• WHAT TO WORK ON
Extract every line of the data below that contains the string "gown", copying each line in full.

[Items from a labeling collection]
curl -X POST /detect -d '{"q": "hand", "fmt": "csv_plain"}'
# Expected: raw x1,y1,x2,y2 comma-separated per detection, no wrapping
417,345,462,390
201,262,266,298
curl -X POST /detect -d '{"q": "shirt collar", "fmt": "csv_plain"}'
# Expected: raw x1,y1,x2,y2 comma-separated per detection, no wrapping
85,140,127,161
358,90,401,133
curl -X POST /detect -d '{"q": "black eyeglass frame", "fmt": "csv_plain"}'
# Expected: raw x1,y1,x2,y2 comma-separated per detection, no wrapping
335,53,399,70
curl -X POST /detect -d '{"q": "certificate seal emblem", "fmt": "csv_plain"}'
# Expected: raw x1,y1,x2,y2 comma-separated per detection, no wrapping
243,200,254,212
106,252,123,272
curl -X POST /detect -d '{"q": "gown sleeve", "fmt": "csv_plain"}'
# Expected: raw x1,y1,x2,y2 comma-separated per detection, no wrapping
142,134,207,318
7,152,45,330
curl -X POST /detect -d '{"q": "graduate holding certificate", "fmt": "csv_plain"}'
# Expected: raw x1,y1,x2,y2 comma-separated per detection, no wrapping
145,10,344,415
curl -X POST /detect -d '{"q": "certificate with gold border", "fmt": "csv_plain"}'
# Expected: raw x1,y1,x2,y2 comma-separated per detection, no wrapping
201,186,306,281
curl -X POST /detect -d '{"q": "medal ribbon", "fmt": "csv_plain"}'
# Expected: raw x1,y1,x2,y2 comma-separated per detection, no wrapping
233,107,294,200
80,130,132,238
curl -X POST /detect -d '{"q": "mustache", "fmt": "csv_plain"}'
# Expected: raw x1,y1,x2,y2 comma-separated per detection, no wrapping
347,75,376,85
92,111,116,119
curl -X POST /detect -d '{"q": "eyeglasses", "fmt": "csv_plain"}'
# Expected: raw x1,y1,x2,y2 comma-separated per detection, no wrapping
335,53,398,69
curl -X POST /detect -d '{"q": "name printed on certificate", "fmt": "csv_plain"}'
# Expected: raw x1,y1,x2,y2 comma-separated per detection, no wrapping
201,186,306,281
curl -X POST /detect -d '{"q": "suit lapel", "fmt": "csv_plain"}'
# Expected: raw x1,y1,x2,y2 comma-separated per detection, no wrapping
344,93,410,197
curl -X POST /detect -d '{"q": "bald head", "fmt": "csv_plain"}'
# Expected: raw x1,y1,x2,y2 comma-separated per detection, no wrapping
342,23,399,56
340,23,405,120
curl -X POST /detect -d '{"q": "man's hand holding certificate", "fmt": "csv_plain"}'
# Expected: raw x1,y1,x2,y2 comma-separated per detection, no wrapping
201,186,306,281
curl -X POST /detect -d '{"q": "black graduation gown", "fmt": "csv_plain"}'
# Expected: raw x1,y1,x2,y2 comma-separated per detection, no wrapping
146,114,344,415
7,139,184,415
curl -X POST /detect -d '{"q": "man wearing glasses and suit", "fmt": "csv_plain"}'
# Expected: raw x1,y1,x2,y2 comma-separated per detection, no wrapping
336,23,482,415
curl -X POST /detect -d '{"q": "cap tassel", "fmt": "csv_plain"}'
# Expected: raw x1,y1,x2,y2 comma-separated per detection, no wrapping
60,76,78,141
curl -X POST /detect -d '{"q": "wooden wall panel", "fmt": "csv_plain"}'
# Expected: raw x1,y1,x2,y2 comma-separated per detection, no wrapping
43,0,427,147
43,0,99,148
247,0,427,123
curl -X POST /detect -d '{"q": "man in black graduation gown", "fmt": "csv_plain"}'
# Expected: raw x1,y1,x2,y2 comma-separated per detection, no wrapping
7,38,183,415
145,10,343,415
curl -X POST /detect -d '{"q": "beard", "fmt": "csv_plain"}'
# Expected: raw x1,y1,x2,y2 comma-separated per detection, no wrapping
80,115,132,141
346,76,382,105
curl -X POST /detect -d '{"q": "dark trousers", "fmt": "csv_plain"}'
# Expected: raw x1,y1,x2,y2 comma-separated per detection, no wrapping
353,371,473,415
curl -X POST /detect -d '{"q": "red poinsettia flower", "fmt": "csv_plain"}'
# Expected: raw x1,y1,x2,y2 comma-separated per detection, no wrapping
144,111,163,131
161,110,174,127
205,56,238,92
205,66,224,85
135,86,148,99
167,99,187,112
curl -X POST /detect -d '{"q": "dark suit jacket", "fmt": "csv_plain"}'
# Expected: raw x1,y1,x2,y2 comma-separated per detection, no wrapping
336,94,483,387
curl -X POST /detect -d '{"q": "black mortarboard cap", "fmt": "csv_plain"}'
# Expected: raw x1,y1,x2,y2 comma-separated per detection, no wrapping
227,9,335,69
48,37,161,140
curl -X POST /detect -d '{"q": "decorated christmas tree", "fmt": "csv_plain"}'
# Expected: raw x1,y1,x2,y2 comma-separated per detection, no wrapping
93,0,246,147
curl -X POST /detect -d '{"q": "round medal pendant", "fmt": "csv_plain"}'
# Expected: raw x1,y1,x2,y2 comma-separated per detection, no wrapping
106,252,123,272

• THE OUTPUT
curl -X POST /detect -d '{"q": "gown sleeve", "fmt": "csv_plain"}'
curl -X POST /detect -d '{"q": "black graduation gown", "fmt": "csv_plain"}'
curl -X POST /detect -d '{"q": "man in black graduation gown", "fmt": "csv_plain"}'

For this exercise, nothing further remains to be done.